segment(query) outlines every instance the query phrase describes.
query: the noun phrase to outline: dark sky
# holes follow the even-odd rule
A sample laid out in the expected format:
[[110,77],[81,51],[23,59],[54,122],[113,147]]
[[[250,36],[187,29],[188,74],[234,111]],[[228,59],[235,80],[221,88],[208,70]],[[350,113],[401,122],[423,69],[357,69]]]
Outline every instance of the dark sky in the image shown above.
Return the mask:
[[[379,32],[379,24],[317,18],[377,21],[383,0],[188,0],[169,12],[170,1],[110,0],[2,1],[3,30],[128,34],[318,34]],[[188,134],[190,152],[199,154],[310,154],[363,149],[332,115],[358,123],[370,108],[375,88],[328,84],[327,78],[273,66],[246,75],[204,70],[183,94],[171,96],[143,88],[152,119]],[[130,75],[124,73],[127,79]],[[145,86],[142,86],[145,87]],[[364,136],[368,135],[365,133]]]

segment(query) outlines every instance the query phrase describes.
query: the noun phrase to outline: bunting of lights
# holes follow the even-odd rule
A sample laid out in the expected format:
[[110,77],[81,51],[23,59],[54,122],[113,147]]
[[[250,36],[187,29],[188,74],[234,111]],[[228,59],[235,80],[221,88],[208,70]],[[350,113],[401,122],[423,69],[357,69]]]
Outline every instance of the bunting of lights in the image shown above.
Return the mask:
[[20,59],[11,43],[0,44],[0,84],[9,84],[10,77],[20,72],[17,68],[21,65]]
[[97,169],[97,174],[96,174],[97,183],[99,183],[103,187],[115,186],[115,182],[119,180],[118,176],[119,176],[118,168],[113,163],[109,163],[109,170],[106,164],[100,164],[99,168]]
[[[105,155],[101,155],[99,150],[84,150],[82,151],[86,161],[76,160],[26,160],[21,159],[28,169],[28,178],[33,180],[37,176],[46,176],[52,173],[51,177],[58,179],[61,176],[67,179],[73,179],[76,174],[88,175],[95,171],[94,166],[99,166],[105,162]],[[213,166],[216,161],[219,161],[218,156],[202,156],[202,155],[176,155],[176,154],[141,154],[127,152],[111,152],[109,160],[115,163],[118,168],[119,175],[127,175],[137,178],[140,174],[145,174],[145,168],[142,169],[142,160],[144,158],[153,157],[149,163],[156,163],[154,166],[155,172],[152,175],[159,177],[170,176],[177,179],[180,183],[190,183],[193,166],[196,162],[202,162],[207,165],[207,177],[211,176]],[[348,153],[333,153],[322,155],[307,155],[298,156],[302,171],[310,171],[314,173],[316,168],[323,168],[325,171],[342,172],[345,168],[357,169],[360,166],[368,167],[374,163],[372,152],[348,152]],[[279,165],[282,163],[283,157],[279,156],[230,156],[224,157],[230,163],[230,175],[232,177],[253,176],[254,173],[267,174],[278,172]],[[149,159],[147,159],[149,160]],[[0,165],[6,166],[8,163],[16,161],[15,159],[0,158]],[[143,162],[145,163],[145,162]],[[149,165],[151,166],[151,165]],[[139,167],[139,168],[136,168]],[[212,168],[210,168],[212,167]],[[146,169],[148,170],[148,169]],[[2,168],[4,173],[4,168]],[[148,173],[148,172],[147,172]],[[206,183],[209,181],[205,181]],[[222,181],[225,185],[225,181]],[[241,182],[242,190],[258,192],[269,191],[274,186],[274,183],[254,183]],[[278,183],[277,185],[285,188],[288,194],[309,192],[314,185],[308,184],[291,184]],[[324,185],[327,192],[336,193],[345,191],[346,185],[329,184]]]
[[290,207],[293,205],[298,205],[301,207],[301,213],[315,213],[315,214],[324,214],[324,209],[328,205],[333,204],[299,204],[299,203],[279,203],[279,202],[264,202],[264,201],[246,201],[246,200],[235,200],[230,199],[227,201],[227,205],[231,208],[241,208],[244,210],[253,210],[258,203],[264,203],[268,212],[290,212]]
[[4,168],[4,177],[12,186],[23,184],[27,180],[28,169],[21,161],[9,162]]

- [REQUIREMENT] How many lines above contain the word "dark"? Match case exactly, and give only the number.

- [SOLUTION TO THIS EXERCISE] 2